Pointing dataset excerpts
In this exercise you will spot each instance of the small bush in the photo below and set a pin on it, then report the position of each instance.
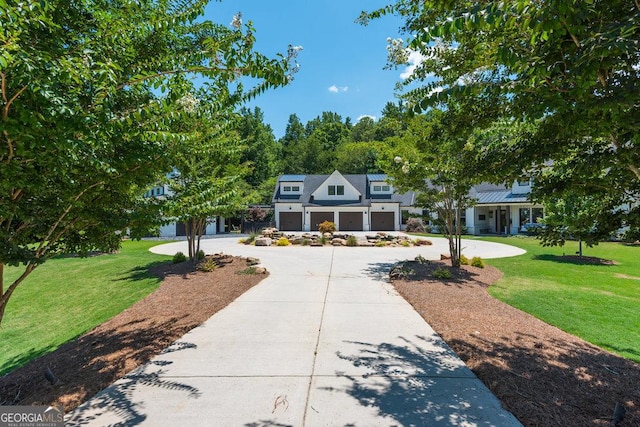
(476, 261)
(179, 257)
(421, 260)
(209, 264)
(415, 225)
(283, 241)
(327, 227)
(247, 271)
(442, 273)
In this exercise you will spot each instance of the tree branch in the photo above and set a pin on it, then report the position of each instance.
(633, 168)
(44, 244)
(172, 72)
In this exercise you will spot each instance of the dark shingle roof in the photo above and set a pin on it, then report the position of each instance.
(359, 182)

— Given exercise —
Exactly reproduce the lines beginning with the one that contains "In this exercise you will spot each instance of the tree" and ending with the last line of the material, both included. Leave out everything else.

— Response to this task —
In this exercise you will spot each instance of the tree branch in the photo above and set a pin on it, then report the position of each instance.
(633, 168)
(44, 244)
(172, 72)
In this exercise you will spot each instance of the dark shingle roof in the photo above and set a pin on it, then report the position of each instance.
(359, 182)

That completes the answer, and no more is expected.